[Saved entries]
== Segment start ==

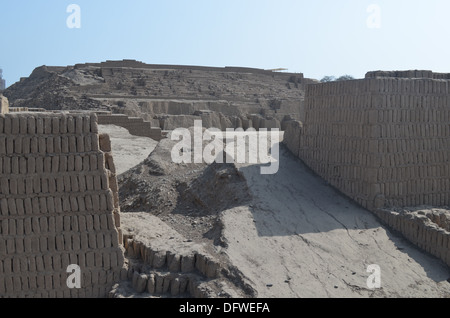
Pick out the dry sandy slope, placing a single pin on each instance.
(128, 150)
(301, 238)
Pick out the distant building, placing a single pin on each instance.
(2, 81)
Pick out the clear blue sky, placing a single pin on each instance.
(317, 38)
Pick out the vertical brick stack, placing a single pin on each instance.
(384, 142)
(56, 207)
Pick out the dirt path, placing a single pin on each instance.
(128, 150)
(301, 238)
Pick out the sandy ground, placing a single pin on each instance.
(301, 238)
(128, 150)
(304, 239)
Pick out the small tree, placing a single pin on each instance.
(327, 79)
(345, 78)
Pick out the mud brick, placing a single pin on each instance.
(12, 206)
(20, 186)
(110, 162)
(82, 182)
(20, 227)
(97, 223)
(43, 205)
(26, 145)
(7, 165)
(52, 224)
(105, 143)
(2, 145)
(43, 245)
(89, 204)
(87, 143)
(15, 125)
(110, 221)
(67, 184)
(12, 227)
(63, 164)
(19, 246)
(59, 222)
(97, 183)
(80, 144)
(101, 161)
(81, 204)
(90, 263)
(10, 145)
(95, 202)
(116, 219)
(107, 241)
(23, 165)
(60, 186)
(65, 261)
(50, 145)
(93, 162)
(90, 222)
(7, 266)
(84, 241)
(99, 264)
(94, 123)
(39, 165)
(79, 125)
(7, 125)
(82, 221)
(86, 163)
(42, 145)
(76, 242)
(57, 144)
(10, 246)
(59, 240)
(67, 242)
(13, 186)
(78, 163)
(63, 124)
(4, 184)
(74, 183)
(28, 244)
(89, 182)
(64, 144)
(104, 182)
(20, 207)
(95, 143)
(18, 149)
(103, 203)
(52, 189)
(28, 203)
(71, 163)
(15, 166)
(67, 223)
(70, 125)
(28, 226)
(114, 260)
(72, 144)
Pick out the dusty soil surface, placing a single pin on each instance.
(289, 234)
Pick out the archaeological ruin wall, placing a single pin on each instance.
(58, 207)
(383, 142)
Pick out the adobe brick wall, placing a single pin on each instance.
(56, 207)
(4, 105)
(385, 143)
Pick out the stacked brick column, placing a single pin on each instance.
(56, 207)
(383, 142)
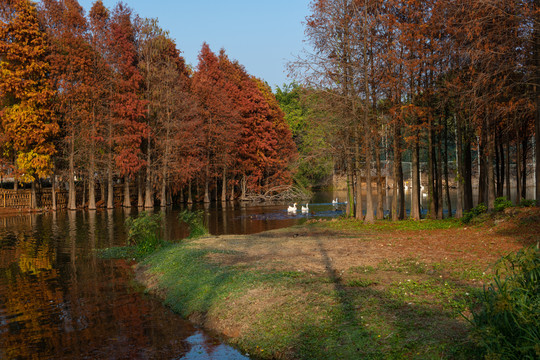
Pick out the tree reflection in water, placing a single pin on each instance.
(58, 300)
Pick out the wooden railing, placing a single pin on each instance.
(21, 199)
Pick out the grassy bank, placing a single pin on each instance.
(336, 289)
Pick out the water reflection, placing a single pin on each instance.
(59, 301)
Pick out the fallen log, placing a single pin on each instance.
(279, 193)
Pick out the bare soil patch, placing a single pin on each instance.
(315, 249)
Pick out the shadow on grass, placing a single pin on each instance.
(300, 317)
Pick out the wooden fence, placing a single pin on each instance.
(22, 198)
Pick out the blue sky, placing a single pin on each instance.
(261, 34)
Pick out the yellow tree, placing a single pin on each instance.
(25, 91)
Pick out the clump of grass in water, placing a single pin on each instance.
(144, 233)
(195, 222)
(506, 326)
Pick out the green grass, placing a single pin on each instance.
(302, 315)
(426, 224)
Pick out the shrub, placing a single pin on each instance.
(474, 212)
(144, 233)
(527, 203)
(507, 326)
(195, 222)
(501, 204)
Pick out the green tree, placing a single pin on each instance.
(314, 164)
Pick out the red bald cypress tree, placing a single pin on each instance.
(72, 66)
(216, 113)
(127, 106)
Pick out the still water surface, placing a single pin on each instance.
(58, 300)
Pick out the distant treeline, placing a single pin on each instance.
(433, 80)
(106, 97)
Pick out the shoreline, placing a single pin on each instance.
(336, 289)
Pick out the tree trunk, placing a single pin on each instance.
(447, 187)
(231, 196)
(349, 211)
(524, 150)
(536, 54)
(190, 195)
(490, 171)
(397, 165)
(110, 188)
(53, 191)
(140, 190)
(439, 177)
(224, 186)
(467, 176)
(415, 202)
(432, 210)
(243, 186)
(110, 185)
(508, 179)
(459, 170)
(207, 190)
(518, 170)
(127, 199)
(359, 211)
(92, 166)
(482, 179)
(380, 206)
(33, 195)
(72, 205)
(370, 218)
(500, 187)
(83, 198)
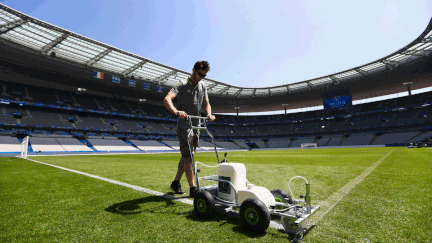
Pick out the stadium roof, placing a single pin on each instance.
(75, 49)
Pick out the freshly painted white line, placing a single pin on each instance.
(273, 224)
(141, 189)
(348, 187)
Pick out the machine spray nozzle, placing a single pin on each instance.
(225, 160)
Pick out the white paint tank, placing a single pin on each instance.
(236, 174)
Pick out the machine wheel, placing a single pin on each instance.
(290, 227)
(281, 196)
(254, 214)
(204, 205)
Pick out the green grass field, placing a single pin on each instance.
(389, 197)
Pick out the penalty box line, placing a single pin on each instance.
(350, 185)
(273, 224)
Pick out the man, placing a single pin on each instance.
(191, 97)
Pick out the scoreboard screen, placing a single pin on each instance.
(339, 102)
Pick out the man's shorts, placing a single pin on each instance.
(194, 138)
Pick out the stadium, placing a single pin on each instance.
(368, 162)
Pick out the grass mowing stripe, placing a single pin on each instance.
(141, 189)
(273, 224)
(349, 186)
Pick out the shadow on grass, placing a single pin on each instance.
(137, 206)
(168, 206)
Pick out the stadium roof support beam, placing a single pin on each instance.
(427, 40)
(99, 56)
(390, 63)
(164, 76)
(238, 92)
(133, 68)
(223, 90)
(422, 53)
(335, 79)
(54, 43)
(362, 72)
(12, 25)
(211, 86)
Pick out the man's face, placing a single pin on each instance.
(199, 74)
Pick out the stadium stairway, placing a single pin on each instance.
(238, 145)
(88, 144)
(342, 140)
(133, 145)
(418, 135)
(373, 139)
(291, 142)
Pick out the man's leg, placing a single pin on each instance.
(188, 169)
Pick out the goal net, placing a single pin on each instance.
(307, 145)
(24, 147)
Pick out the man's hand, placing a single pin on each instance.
(182, 115)
(211, 118)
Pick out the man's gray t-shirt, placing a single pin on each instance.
(189, 99)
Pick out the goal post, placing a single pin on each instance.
(306, 145)
(24, 147)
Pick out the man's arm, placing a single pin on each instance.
(170, 106)
(207, 108)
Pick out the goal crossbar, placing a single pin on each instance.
(304, 145)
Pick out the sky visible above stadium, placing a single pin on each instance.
(248, 43)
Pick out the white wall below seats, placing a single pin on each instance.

== Segment end ==

§ **PROBLEM TO WORK ON**
Copy the records exactly; no image should appear in the result.

§ **PROBLEM SOLUTION**
Pick out the dry sandy slope, placing a single pin on each instance.
(128, 150)
(301, 238)
Pick out the distant building, placing a single pin on each instance.
(2, 81)
Pick out the clear blue sky, placing a single pin on each instance.
(317, 38)
Pick out the vertical brick stack, placing a single pin on each instance.
(384, 142)
(56, 207)
Pick out the dirt path, placing a single pin on each instance.
(128, 150)
(301, 238)
Pick out the sandy ground, placing a single pin on each instance.
(301, 238)
(128, 150)
(304, 239)
Pick out the small tree, placing a single pin on each instance.
(327, 79)
(345, 78)
Pick out the mud brick, placing a single pin on each instance.
(12, 206)
(20, 186)
(110, 162)
(82, 182)
(20, 227)
(97, 223)
(43, 205)
(26, 145)
(7, 165)
(52, 224)
(105, 143)
(2, 145)
(43, 245)
(89, 204)
(87, 143)
(15, 125)
(110, 221)
(67, 184)
(12, 227)
(63, 164)
(19, 246)
(59, 222)
(97, 183)
(80, 144)
(101, 161)
(81, 204)
(90, 263)
(10, 145)
(95, 202)
(116, 219)
(107, 241)
(23, 165)
(60, 186)
(65, 261)
(50, 145)
(93, 162)
(90, 222)
(7, 266)
(84, 241)
(99, 264)
(94, 123)
(39, 165)
(79, 125)
(7, 125)
(82, 221)
(86, 163)
(42, 145)
(76, 242)
(57, 144)
(10, 246)
(59, 240)
(67, 242)
(13, 186)
(78, 163)
(63, 124)
(4, 184)
(74, 183)
(28, 244)
(89, 182)
(64, 144)
(104, 182)
(20, 207)
(95, 143)
(18, 149)
(103, 203)
(52, 189)
(28, 203)
(71, 163)
(15, 166)
(67, 223)
(70, 125)
(28, 226)
(114, 260)
(72, 144)
Pick out the dusty soil surface, placing a single pin on each instance.
(289, 234)
Pick out the archaeological ruin wall, placing a single pin on each instance.
(58, 207)
(383, 142)
Pick out the adobe brick wall, placing a single pin on each instance.
(56, 207)
(4, 105)
(385, 143)
Pick out the stacked brick column, placing a single pin on each instance.
(56, 207)
(383, 142)
Pick out the tree reflection in water, placing a single pin on each instance.
(58, 300)
Pick out the wooden railing, placing a single pin on each instance.
(21, 199)
Pick out the grassy bank, placing a single pin on each instance.
(336, 289)
Pick out the water reflection, placing a single pin on each instance.
(59, 301)
Pick out the fallen log, placing a single pin on each instance.
(279, 193)
Pick out the bare soil patch, placing a single pin on each instance.
(315, 249)
Pick out the shadow on grass, placing a single pin on each instance.
(300, 317)
Pick out the wooden fence, placing a single pin on each instance.
(22, 198)
Pick out the blue sky, placing a single pin on each instance.
(261, 34)
Pick out the yellow tree, placing a single pin on each instance.
(25, 91)
Pick out the clump of grass in water, placing a single pin on each instance.
(144, 233)
(195, 222)
(506, 326)
Pick out the green grass, placing a single pin on each instance.
(302, 315)
(426, 224)
Pick out the shrub, placing a single pin on each instance.
(474, 212)
(144, 233)
(527, 203)
(507, 326)
(195, 222)
(501, 204)
Pick out the green tree, placing a single pin on each instance.
(314, 164)
Pick out the red bald cypress tree, placing a single pin on each instance.
(72, 66)
(216, 113)
(127, 106)
Pick out the still water surface, placing a single pin on each instance.
(58, 300)
Pick out the distant treeline, placing a single pin on each instance.
(433, 80)
(106, 97)
Pick out the shoreline, placing a single pin on each instance.
(336, 289)
Pick out the tree trunk, placing a single pin on each instance.
(447, 187)
(231, 196)
(349, 211)
(524, 150)
(536, 54)
(190, 195)
(490, 171)
(397, 165)
(110, 188)
(53, 191)
(140, 190)
(439, 177)
(224, 186)
(467, 176)
(415, 202)
(432, 210)
(243, 186)
(110, 185)
(508, 179)
(459, 170)
(207, 190)
(518, 170)
(127, 199)
(359, 211)
(92, 166)
(482, 179)
(380, 206)
(33, 195)
(72, 205)
(370, 218)
(500, 187)
(83, 198)
Pick out the stadium roof, placing a single pin on each instance.
(75, 49)
Pick out the freshly painted white line, placing a single pin on each instance.
(273, 224)
(141, 189)
(348, 187)
Pick out the machine spray nozzle, placing a single pin on each instance.
(225, 160)
Pick out the white paint tank, placing a single pin on each instance.
(236, 174)
Pick out the machine wheel, placing a single pin on each instance.
(290, 227)
(281, 196)
(254, 214)
(204, 205)
Pick out the green grass field, placing a single pin on each instance.
(389, 197)
Pick out the penalty box line, placing a single pin on each instance.
(350, 185)
(273, 224)
Pick out the man, placing a single pin on each instance.
(191, 97)
Pick out the scoreboard screen, placing a single pin on each instance.
(339, 102)
Pick out the man's shorts, placing a single pin on each instance.
(194, 138)
Pick out the stadium, placing a single pin on each instance.
(368, 162)
Pick out the grass mowing stripe, placing a single pin on each instance.
(141, 189)
(273, 224)
(349, 186)
Pick out the shadow on grass, placing a single pin on each instance.
(137, 206)
(168, 206)
Pick out the stadium roof support beam, placing a single pin on each instance.
(427, 40)
(99, 56)
(390, 63)
(164, 76)
(238, 92)
(133, 68)
(223, 90)
(422, 53)
(335, 79)
(54, 43)
(362, 72)
(12, 25)
(211, 86)
Pick out the man's face, placing a single pin on each instance.
(199, 74)
Pick out the stadium stairway, placing a single pin on each instance.
(238, 145)
(88, 144)
(342, 140)
(133, 145)
(418, 135)
(373, 139)
(291, 142)
Pick out the man's leg, placing a single pin on each instance.
(188, 169)
Pick out the goal net, placing a single pin on each instance.
(307, 145)
(24, 147)
Pick out the man's hand, placing a single pin on each instance.
(182, 115)
(211, 118)
Pick out the man's gray t-shirt, placing a single pin on each instance.
(189, 99)
Pick out the goal post, placing a single pin on each instance.
(306, 145)
(24, 147)
Pick out the man's arm, placing a single pin on each instance.
(170, 106)
(207, 108)
Pick out the goal crossbar, placing a single pin on each instance.
(304, 145)
Pick out the sky visible above stadium, placing a single pin on each instance.
(248, 43)
Pick out the white wall below seats, placing a single pin on each instance.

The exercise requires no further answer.